• **The task**: Copy out all of the material exactly.
* begin Supplied entries *
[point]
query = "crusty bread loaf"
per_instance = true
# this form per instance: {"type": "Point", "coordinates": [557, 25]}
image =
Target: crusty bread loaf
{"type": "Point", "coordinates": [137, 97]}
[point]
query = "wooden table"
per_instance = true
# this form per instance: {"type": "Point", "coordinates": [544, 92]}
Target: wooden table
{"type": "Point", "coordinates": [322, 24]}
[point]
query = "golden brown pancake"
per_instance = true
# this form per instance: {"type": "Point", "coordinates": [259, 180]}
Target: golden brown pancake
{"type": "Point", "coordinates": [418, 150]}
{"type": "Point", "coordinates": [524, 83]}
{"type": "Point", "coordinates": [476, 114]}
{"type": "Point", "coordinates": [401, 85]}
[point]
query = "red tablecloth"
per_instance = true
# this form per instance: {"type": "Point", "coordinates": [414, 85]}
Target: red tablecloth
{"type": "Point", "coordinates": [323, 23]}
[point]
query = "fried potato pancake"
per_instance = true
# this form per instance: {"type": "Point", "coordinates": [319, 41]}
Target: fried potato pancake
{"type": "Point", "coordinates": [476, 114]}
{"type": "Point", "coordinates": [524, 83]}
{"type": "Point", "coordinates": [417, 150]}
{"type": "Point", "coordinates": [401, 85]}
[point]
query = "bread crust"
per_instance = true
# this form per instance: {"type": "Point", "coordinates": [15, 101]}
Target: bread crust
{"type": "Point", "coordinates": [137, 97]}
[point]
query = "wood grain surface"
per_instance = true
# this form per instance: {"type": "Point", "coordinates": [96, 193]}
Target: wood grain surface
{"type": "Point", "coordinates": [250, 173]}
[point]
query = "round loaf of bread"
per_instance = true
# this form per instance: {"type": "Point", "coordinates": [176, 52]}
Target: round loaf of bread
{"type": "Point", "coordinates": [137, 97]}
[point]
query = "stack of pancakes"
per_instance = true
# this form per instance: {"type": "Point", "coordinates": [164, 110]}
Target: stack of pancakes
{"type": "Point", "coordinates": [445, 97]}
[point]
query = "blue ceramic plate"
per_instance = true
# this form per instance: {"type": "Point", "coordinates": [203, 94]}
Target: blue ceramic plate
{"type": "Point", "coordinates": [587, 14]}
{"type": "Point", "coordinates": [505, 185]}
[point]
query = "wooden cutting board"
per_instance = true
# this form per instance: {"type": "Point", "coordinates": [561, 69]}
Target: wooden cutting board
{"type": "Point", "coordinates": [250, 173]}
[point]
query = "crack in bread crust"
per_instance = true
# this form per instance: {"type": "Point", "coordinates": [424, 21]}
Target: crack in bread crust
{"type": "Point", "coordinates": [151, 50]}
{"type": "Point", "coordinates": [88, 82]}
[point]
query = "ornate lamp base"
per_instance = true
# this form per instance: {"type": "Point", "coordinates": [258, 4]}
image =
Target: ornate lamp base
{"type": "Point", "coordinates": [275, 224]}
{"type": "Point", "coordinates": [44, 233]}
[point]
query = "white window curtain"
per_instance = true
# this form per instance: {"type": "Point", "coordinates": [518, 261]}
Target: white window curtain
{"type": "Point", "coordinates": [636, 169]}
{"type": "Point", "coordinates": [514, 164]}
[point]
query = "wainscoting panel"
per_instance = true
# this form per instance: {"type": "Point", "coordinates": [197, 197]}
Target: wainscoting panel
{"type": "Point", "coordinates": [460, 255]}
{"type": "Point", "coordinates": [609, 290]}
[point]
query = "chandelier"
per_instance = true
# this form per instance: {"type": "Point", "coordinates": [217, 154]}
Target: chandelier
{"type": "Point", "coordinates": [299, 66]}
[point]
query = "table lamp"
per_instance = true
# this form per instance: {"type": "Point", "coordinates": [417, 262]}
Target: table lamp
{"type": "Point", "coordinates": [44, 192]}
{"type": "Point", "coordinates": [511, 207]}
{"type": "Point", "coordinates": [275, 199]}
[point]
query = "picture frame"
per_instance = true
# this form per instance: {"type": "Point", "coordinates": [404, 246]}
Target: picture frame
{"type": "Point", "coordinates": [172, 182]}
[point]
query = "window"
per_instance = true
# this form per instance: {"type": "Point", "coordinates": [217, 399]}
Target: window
* end Supplied entries *
• **Answer for the task**:
[point]
query = "crusty bread loaf"
per_instance = true
# this form per instance: {"type": "Point", "coordinates": [557, 25]}
image =
Target: crusty bread loaf
{"type": "Point", "coordinates": [137, 97]}
[point]
query = "wooden table"
per_instance = true
# this form per instance: {"type": "Point", "coordinates": [544, 92]}
Target: wooden table
{"type": "Point", "coordinates": [322, 24]}
[point]
query = "golden brown pancake"
per_instance = true
# this form per instance: {"type": "Point", "coordinates": [259, 180]}
Target: golden brown pancake
{"type": "Point", "coordinates": [418, 150]}
{"type": "Point", "coordinates": [524, 83]}
{"type": "Point", "coordinates": [476, 114]}
{"type": "Point", "coordinates": [401, 85]}
[point]
query = "red tablecloth"
per_instance = true
# this form per instance: {"type": "Point", "coordinates": [414, 85]}
Target: red tablecloth
{"type": "Point", "coordinates": [323, 23]}
[point]
query = "fried potato pancake"
per_instance = true
# this form per instance: {"type": "Point", "coordinates": [319, 41]}
Target: fried potato pancake
{"type": "Point", "coordinates": [476, 114]}
{"type": "Point", "coordinates": [524, 83]}
{"type": "Point", "coordinates": [417, 150]}
{"type": "Point", "coordinates": [401, 85]}
[point]
query = "bread crust"
per_instance = true
# this form per instance: {"type": "Point", "coordinates": [15, 101]}
Target: bread crust
{"type": "Point", "coordinates": [137, 97]}
[point]
query = "wood grain surface"
per_instance = true
# this form per instance: {"type": "Point", "coordinates": [96, 193]}
Target: wood grain surface
{"type": "Point", "coordinates": [250, 173]}
[point]
query = "round loaf of bread"
per_instance = true
# this form per instance: {"type": "Point", "coordinates": [176, 52]}
Target: round loaf of bread
{"type": "Point", "coordinates": [137, 97]}
[point]
query = "stack of pancakes"
per_instance = true
# this form per instance: {"type": "Point", "coordinates": [164, 110]}
Target: stack of pancakes
{"type": "Point", "coordinates": [445, 97]}
[point]
query = "blue ceramic plate"
per_instance = true
# this form per instance: {"type": "Point", "coordinates": [203, 94]}
Target: blue ceramic plate
{"type": "Point", "coordinates": [587, 14]}
{"type": "Point", "coordinates": [505, 185]}
[point]
query = "wooden cutting board"
per_instance = true
# this form per instance: {"type": "Point", "coordinates": [561, 69]}
Target: wooden cutting board
{"type": "Point", "coordinates": [250, 173]}
[point]
query = "crack in bread crust"
per_instance = true
# this form per instance: {"type": "Point", "coordinates": [424, 21]}
Target: crack in bread crust
{"type": "Point", "coordinates": [151, 50]}
{"type": "Point", "coordinates": [88, 82]}
[point]
query = "ornate lamp base"
per_instance = true
# this form per instance: {"type": "Point", "coordinates": [258, 4]}
image =
Target: ornate lamp base
{"type": "Point", "coordinates": [275, 224]}
{"type": "Point", "coordinates": [44, 233]}
[point]
query = "white window curtain"
per_instance = true
# this form per instance: {"type": "Point", "coordinates": [518, 261]}
Target: white window curtain
{"type": "Point", "coordinates": [636, 169]}
{"type": "Point", "coordinates": [514, 164]}
[point]
query = "wainscoting panel"
per_instance = true
# this form per instance: {"type": "Point", "coordinates": [197, 197]}
Target: wainscoting panel
{"type": "Point", "coordinates": [460, 255]}
{"type": "Point", "coordinates": [609, 290]}
[point]
query = "chandelier"
per_instance = true
# this form per instance: {"type": "Point", "coordinates": [217, 154]}
Target: chandelier
{"type": "Point", "coordinates": [299, 66]}
[point]
query = "table lamp"
per_instance = true
# this form per instance: {"type": "Point", "coordinates": [417, 262]}
Target: table lamp
{"type": "Point", "coordinates": [44, 192]}
{"type": "Point", "coordinates": [511, 207]}
{"type": "Point", "coordinates": [275, 199]}
[point]
query = "picture frame"
per_instance = true
# this form per instance: {"type": "Point", "coordinates": [404, 246]}
Target: picture frame
{"type": "Point", "coordinates": [172, 182]}
[point]
query = "window"
per_instance = true
# this form per instance: {"type": "Point", "coordinates": [217, 399]}
Target: window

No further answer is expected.